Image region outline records

#####

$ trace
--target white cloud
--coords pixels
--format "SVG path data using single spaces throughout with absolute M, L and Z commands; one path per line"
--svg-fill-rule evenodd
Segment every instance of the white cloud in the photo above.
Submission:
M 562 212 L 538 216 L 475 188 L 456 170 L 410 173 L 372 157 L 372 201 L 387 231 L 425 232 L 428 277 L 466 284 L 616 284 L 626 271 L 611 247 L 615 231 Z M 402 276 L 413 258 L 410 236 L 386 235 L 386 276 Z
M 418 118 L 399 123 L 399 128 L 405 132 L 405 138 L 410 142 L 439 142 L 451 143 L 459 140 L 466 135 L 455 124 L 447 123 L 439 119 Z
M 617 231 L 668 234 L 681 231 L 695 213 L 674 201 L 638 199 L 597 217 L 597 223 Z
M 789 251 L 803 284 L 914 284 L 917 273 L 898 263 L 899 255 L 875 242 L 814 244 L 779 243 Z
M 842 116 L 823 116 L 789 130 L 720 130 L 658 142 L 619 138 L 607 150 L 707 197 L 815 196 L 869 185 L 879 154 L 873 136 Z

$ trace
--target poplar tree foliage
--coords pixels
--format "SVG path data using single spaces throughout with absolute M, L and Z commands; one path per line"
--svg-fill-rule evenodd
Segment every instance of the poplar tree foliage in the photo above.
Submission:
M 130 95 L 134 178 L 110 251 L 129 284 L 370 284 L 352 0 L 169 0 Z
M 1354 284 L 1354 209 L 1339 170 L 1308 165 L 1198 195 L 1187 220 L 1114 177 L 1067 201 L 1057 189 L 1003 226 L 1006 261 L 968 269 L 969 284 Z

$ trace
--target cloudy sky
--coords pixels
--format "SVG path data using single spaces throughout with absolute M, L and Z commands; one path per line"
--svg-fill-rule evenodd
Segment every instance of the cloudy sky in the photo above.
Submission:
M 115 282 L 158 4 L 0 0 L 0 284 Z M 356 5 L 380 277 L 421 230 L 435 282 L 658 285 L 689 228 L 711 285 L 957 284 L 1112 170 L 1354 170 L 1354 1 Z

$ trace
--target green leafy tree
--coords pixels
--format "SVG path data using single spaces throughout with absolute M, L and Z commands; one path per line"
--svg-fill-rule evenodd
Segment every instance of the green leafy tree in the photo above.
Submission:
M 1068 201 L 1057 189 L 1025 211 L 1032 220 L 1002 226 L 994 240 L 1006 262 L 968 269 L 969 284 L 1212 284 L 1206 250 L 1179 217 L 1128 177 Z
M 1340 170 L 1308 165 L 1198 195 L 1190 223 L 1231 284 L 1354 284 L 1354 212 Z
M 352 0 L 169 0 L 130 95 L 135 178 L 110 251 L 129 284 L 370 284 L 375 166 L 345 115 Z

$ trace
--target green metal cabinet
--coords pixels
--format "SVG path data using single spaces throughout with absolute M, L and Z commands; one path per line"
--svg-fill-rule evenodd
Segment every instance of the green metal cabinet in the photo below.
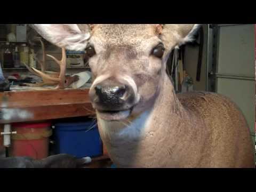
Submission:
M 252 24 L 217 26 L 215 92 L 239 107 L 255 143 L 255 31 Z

#####

TASK DESCRIPTION: Rewrite the records from their start through the line containing "M 1354 284 L", changing "poplar" to "birch" and leaving everything else unchanged.

SOLUTION TO THIS EXERCISE:
$ trace
--target white cloud
--coords pixels
--format "SVG path data using single spaces throughout with absolute M, L and Z commands; one path per line"
--svg-fill-rule evenodd
Segment every instance of the white cloud in the photo above.
Submission:
M 562 212 L 538 216 L 475 188 L 456 170 L 410 173 L 372 157 L 372 201 L 387 231 L 425 232 L 428 277 L 466 284 L 616 284 L 626 271 L 611 247 L 615 231 Z M 402 276 L 413 258 L 410 236 L 386 235 L 386 276 Z
M 418 118 L 399 123 L 399 128 L 405 132 L 405 138 L 410 142 L 439 142 L 451 143 L 459 140 L 466 135 L 455 124 L 447 123 L 439 119 Z
M 617 231 L 668 234 L 681 231 L 695 213 L 674 201 L 638 199 L 597 217 L 597 223 Z
M 789 251 L 803 284 L 914 284 L 917 273 L 898 263 L 899 255 L 875 242 L 814 244 L 779 243 Z
M 842 116 L 823 116 L 789 130 L 720 130 L 658 142 L 619 138 L 607 150 L 707 197 L 815 196 L 869 185 L 879 154 L 873 136 Z

$ trace
--target birch tree foliage
--coords pixels
--format "SVG path data using single spaces throughout with absolute M, L and Z commands; one path per line"
--svg-fill-rule evenodd
Segment every instance of the birch tree foliage in the photo above.
Submission:
M 130 95 L 134 178 L 110 251 L 129 284 L 370 284 L 352 0 L 169 0 Z
M 1354 284 L 1354 209 L 1339 170 L 1308 165 L 1198 195 L 1187 220 L 1114 177 L 1067 201 L 1057 189 L 1003 226 L 1006 261 L 968 269 L 969 284 Z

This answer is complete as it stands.